Task details — Your output must match the data word for word, with every line included.

[Stored items from a collection]
-=-=-=-=-
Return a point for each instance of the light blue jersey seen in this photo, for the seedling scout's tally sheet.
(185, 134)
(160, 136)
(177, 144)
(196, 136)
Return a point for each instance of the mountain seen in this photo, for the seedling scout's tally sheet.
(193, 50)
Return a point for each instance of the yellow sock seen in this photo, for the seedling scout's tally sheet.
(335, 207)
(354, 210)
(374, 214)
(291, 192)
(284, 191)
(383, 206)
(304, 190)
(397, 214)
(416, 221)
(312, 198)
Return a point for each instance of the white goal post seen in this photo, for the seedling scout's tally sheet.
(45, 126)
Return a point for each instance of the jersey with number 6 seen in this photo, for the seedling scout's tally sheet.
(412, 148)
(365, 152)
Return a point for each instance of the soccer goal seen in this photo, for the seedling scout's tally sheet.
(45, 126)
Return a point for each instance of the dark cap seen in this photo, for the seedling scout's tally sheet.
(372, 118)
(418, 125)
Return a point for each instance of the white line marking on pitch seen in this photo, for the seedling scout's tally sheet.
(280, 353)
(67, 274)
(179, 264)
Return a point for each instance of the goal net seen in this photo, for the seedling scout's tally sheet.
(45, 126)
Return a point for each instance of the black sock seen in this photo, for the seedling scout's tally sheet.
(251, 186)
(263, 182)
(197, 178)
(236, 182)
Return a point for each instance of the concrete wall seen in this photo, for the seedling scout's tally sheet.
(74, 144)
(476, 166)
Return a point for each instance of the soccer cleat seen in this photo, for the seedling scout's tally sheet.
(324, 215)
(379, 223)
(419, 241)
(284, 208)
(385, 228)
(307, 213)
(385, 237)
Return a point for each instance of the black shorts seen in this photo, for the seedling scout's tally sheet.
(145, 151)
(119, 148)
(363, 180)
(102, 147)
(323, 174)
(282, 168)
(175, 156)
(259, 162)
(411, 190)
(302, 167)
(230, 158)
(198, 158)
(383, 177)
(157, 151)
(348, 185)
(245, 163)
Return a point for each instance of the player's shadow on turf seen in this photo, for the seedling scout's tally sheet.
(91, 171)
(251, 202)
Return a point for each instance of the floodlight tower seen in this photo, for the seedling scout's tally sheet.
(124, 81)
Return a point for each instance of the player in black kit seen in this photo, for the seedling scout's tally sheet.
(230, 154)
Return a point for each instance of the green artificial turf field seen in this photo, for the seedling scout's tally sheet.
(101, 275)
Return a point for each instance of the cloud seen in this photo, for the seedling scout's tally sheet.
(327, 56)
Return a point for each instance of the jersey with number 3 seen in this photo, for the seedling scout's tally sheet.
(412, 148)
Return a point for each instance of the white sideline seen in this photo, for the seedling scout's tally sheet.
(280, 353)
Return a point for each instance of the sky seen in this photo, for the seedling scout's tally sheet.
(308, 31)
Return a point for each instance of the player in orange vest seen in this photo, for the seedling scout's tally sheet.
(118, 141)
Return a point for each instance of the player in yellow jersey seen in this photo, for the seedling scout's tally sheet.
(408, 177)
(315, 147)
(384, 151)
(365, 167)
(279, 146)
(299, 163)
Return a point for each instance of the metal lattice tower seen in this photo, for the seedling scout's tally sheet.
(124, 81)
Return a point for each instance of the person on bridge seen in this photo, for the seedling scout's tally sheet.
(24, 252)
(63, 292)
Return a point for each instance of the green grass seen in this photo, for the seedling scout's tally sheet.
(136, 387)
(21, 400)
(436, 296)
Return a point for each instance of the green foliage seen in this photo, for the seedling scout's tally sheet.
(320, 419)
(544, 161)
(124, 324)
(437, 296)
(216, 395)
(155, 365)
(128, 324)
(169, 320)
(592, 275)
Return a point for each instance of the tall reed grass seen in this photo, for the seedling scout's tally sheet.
-=-=-=-=-
Written solution —
Return a point for each instance of the light blue jersey seen in this photo, for the seedling scout's tally sheet.
(185, 134)
(160, 136)
(177, 144)
(196, 136)
Return a point for each instance of the mountain seen in this photo, for the seedling scout's tally sheet.
(193, 50)
Return a point for each instance of the yellow sock seen in this photo, for the seedling scout's tally sheet.
(335, 207)
(354, 210)
(374, 214)
(291, 192)
(284, 191)
(383, 206)
(304, 190)
(397, 214)
(416, 221)
(312, 198)
Return a point for each instance of the white goal post seen in this photo, for the seedling scout's tally sheet.
(45, 126)
Return a point for each instance of the jersey with number 6 seen in this photo, for the seedling scout's tally sheet.
(412, 148)
(365, 152)
Return a point for each instance of the soccer goal seen in this photo, for the seedling scout's tally sheet.
(45, 126)
Return a point for each instance of the dark cap seen in this photo, for the seedling scout's tally sheet.
(372, 118)
(418, 125)
Return a point for each instance of the white line marking on pitch seen in this photo, for the seedling scout's tally sheet.
(280, 353)
(67, 274)
(179, 264)
Return a point for each instance of the goal net seen in this photo, for the seedling scout's tally sheet.
(45, 126)
Return a point for each instance of the black sock seen in this photo, for the seedling scout's tally sheet.
(251, 186)
(263, 182)
(197, 178)
(236, 182)
Return a point for each instance of the concrete wall seen in this photo, for the seedling scout's tally sheet.
(74, 144)
(476, 166)
Return a point for each instance of the soccer cleat seen in this photo, for the seedling scout's tally sheet.
(324, 215)
(379, 223)
(419, 241)
(284, 208)
(385, 228)
(307, 213)
(385, 237)
Return a point for each instance of the black shorts seen in this photo, for the seedling scout's tally sheet.
(145, 151)
(119, 148)
(363, 180)
(102, 147)
(323, 174)
(282, 168)
(175, 156)
(259, 162)
(411, 190)
(302, 167)
(230, 158)
(198, 158)
(383, 177)
(157, 151)
(348, 185)
(245, 163)
Return a point for each instance of the player's shadow on turf seen in this photo, for the seedling scout's tally sheet.
(91, 171)
(251, 202)
Return a point for each instance of the floodlight tower seen in this photo, for the seedling scout's tally sheet.
(124, 81)
Return a point for each instance of the player in black kit seen in this photo, for the seedling scout's tally sheet.
(230, 154)
Return a point for each instance of the green artificial turf field seen in this photo, for the seedling scout's tally sheet.
(101, 275)
Return a point for each instance of the cloud seen in this photo, for the seedling scout's tally sheet.
(327, 56)
Return a point for each instance of the jersey with number 3 seen in this photo, for the seedling scout's tally sheet.
(412, 148)
Return a point for each instance of the white sideline seen in this photo, for the seedling scout's tally sheet.
(280, 353)
Return a point for each instance of the sky seen in this photo, for the seedling scout's tally sheet.
(308, 31)
Return a point for each instance of the player in orange vest seen in this photo, for the seedling scout's tally sheet.
(118, 141)
Return a point for each instance of the player in yellow jersey seen in this photo, for the seedling scout's tally sheet.
(408, 177)
(315, 147)
(384, 151)
(365, 167)
(279, 146)
(299, 163)
Return a point for each instance of the metal lattice tower seen in this photo, for the seedling scout's tally sheet.
(124, 81)
Return a point for each instance of the person on bridge seen in this photo, for the seedling scout's tally sheet.
(24, 252)
(63, 292)
Return a point for each instance of the green grass seen in this photo, for the seedling scout's tally sheet.
(136, 387)
(21, 400)
(436, 296)
Return a point for each instance of the green foliage seen in this photo, for the seedling scout's tally sheet.
(320, 419)
(544, 161)
(124, 324)
(437, 296)
(216, 395)
(155, 365)
(128, 324)
(169, 320)
(592, 275)
Return a point for each instance of the tall reed grass seen in this photo, for the seedling scout's tally sheet.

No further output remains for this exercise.